→ **Short exercise**
Locate every line in the items below that contains the word "panel" and copy each of those lines in full.

/---

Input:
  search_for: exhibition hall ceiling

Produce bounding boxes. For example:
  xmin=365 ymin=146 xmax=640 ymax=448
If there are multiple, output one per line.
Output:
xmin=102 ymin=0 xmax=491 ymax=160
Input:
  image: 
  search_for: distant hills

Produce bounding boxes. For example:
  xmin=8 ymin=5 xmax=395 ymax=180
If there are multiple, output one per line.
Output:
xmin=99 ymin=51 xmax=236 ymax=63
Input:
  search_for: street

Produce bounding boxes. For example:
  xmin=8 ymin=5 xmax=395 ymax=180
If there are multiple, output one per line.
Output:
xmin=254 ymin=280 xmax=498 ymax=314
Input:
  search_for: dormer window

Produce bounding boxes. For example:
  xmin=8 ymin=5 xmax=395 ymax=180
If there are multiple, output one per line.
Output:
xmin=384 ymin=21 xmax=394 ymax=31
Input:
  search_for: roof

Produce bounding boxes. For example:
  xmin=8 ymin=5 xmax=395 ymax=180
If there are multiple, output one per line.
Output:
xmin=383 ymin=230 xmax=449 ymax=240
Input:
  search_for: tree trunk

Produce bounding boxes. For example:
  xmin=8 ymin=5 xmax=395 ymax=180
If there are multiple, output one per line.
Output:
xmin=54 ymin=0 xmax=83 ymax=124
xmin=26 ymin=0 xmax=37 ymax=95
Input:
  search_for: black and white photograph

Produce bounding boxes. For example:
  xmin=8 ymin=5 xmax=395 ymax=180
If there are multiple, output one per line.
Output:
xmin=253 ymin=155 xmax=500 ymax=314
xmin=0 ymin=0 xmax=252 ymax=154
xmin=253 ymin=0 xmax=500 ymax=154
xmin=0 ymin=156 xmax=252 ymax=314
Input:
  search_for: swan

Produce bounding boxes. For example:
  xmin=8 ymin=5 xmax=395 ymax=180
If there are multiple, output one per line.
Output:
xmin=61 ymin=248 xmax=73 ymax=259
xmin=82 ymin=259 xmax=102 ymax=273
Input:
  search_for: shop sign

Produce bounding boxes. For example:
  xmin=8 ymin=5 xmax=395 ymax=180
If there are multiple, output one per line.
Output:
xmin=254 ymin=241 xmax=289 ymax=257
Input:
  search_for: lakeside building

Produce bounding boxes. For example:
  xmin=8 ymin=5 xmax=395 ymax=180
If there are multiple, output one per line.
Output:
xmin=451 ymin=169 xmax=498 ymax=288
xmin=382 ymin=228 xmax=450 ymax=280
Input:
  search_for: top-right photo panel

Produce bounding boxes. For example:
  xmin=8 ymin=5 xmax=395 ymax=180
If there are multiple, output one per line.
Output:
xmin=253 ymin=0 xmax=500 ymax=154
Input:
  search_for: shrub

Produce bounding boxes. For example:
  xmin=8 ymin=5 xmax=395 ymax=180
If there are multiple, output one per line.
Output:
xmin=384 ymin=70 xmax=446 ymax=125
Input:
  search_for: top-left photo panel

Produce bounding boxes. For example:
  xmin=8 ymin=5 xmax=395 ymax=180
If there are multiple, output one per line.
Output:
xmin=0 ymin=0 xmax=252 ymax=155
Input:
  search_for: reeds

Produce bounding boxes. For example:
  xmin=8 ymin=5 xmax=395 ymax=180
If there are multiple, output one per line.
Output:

\---

→ **Reply**
  search_for: top-right photo panel
  search_for: top-left photo panel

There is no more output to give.